▶ **DATA FOR PROCESSING**
■ ■ ■ ■ ■ ■ ■

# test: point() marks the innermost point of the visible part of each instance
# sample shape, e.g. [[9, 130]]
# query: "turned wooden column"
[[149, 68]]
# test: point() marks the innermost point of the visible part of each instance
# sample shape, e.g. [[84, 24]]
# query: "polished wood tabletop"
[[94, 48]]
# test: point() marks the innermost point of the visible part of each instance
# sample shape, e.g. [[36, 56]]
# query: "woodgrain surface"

■ ■ ■ ■ ■ ■ ■

▶ **REQUIRED TASK**
Copy the data above again, swapping each "instance" for "object" and leaving everything else unchanged.

▶ **OUTPUT BELOW**
# test: point() marks the innermost point of the visible part of each object
# sample shape, e.g. [[9, 130]]
# query: "turned wooden column"
[[149, 68]]
# test: point() marks the innermost point of the visible part of each object
# sample shape, e.g. [[84, 24]]
# query: "polished wood tabletop"
[[94, 48]]
# test: point() marks the innermost point of the visible part of each object
# sample shape, e.g. [[36, 56]]
# query: "woodgrain surface"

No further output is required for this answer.